- Exercise set -
[a] What hashing algorithm do data vendors almost always use on email addresses, according to the ad-data thread?
[b] Do these statements agree with the ad-data thread? Answer yes or no for each and quote the deciding words.
(i) The commenter who worked in retail finance says encryption slowed their work by at least 10X.
(ii) The company that trades e-commerce transaction data had its offer accepted.
(iii) Companies keep data indefinitely.
[c] Carry on the ad-data thread from where it stops.

Hacker News new | past | comments | ask | show | jobs | submit login

I have yet to see a real whistleblower report by someone deep into the ad industry revealing whats really going on there. There are almost no details about what's really happening on a technical level (beyond the little things we already know), and whether large data sets are abused in the sense that they get routinely de-anonymised.



I worked some in marketing and targeting modeling within retail finance.

From what I saw, the data privacy rules and client contracts are followed scrupulously, and infractions are noted and remediated. Encryption slowed us down at least 10X,and bureaucracy another 10X.

While frustrating at times, I appreciated that most if not all actually wanted to stay well within the legal guardrails.

Of course, this is one person's experience, and obviously can't apply to every company. Genie and cork, toothpaste, and all that.


> legal guardrails

What many companies do is they sprinkle some magic "anonymous" pixie dust on their data and then tons of laws no longer apply, even if the data is trivially identifiable stuff. And location data is often of that nature.


The will is there sometimes to attempt this, which is why following risk procedures is tied to performance ratings at better companies. Companies also delete data after specified time, as required by numerous legal entities.

And engage with third party matching services so that personally identifying information is salted and hashed until the print shop

Etc.


Do you know whether there are actual audits happening by third parties?

I've never had anything to do with ad tech, but the (few) certification processes I've been involved with were largely documentation and "yes, we do have backups. no, unauthorized persons cannot access our servers" promises without anybody actually auditing/testing.

Do they have independent auditors regularly look at the tech and operation to verify that they actually do conform with the laws and don't just claim to?


Many. It represents a massive cost. Hence the emphasis on employee incentive to do the right thing in the first place.

Further, any time there is a broad news story (e.g. Wells Fargo's bogus accounts) or legal item in pipeline with broad impact, you can be assured every company looks to make sure they aren't in bad shape.


What the author is referring to is usually branded, so it's difficult for people on the sales side to give details without revealing who it is unless you're in the weeds (technically), and I'm sure you can appreciate why they might not want to, so here's the gist:

- Companies collect a number of "records" keyed to an email address. How they do this varies from running microsites/forms that collect data directly from people, to scraping linkedIn and resumes.

- Data vendors will share this data with each other by hashing the email address. Almost always with md5, and rarely salted.

This means you can enrich data both anonymously (by relying on the fact the email address is unsalted) or in an identifying way (because one of the parties has the real email address). In both cases, it's just a LEFT JOIN.


It's much worse than that.

I've been approached by a company that trades e-commerce transaction data, for personal data tied to IPs.

As in, you give me your customer data, and I'll tell you who visited your site based solely on the IP address.

We declined, but it's tempting.


No, that's exactly what I'm talking about:

They'll buy the md5-email-to-cookies from one provider (e.g. Lotame, Liveramp, etc) then use that to onboard email+contact data they've purchased from companies that have email address-to-personal data (e.g. MVF, ZoomInfo, etc).

- Record set -
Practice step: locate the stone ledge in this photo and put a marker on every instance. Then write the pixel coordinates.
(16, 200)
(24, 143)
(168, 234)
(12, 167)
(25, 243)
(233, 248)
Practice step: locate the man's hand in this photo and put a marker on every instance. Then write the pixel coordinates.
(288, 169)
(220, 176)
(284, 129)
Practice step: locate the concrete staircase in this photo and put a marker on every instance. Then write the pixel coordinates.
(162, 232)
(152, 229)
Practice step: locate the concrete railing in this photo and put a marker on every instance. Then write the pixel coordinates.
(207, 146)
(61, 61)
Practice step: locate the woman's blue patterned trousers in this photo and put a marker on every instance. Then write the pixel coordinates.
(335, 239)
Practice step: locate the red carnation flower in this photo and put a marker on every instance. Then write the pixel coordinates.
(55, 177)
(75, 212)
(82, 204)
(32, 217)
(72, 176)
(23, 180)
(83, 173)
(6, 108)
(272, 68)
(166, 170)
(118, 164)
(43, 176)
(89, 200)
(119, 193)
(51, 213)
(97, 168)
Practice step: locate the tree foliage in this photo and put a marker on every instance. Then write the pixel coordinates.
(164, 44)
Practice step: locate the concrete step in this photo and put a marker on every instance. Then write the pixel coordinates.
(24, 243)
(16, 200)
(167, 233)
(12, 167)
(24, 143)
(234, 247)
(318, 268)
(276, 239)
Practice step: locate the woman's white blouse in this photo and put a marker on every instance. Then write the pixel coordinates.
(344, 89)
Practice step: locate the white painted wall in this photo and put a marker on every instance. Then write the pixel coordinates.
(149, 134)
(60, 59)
--
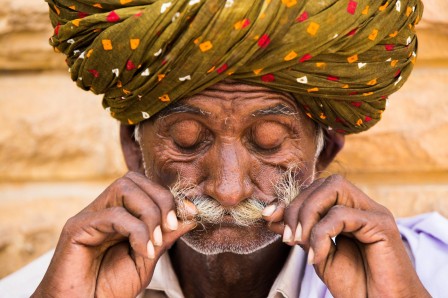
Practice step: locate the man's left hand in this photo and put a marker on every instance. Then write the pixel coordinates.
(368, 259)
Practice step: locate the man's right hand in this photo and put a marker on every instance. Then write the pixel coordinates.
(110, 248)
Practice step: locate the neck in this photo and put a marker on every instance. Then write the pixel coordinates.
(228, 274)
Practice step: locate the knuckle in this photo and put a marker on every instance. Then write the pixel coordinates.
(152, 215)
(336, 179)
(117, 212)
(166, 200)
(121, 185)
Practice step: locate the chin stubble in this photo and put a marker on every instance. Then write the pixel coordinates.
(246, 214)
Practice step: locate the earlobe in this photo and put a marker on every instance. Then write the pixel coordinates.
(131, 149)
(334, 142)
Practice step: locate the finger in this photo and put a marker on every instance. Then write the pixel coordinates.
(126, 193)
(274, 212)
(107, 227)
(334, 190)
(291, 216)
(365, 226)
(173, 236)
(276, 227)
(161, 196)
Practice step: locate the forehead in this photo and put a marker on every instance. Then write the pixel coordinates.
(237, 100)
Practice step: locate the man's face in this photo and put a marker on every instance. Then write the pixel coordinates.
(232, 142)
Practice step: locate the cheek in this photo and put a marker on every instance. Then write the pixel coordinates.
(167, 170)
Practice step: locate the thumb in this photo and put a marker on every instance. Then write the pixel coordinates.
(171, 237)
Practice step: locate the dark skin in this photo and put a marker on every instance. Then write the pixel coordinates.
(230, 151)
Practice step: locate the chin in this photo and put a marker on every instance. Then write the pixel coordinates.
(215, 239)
---
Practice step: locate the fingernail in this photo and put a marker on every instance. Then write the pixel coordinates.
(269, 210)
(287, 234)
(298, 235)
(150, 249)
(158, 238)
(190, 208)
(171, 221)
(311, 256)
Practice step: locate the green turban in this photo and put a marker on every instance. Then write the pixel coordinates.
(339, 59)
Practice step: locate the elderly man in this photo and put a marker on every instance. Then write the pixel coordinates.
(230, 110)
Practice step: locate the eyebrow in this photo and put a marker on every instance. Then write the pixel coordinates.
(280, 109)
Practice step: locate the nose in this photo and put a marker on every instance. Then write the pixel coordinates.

- Answers per task -
[a] md5

[b]
(i) Yes: "Encryption slowed us down at least 10X"
(ii) No: "We declined, but it's tempting."
(iii) No: "Companies also delete data after specified time, as required by numerous legal entities."

[c]
IF that was done as purely a lead qualification step, it's a good way to take legitimate content syndication done by a third party into direct marketing, but there's no technical reason they need to be leads or have any level of qualification -- and only a weak market force (poor conversion rate) that prevents it from being more widespread.


This comes from discussions and lectures from people working on engineering in some ad aggregstors - at least one said that in the end, they have a table with 300 million IDs for each person in the country and they key all the data they can link to that person with this id. In principle this data is annonymized. But does that make a difference? At least in health care people worry about hipaa and do audits to minimize reidentification risk but I'm not sure if adtech companies do anything like that. So yes, a good data scientist can find any person they want from the data but even otherwise I think these companies can work on a fairly meaningless definition of annonymization to get away with all this crap.


It's basically impossible to anonymize data. There a numerous papers about how little data is enough to uniquely identify people. Things like the zipcode where you start your commute and the zipcode where your commute ends are enough to identify the vast majority of people.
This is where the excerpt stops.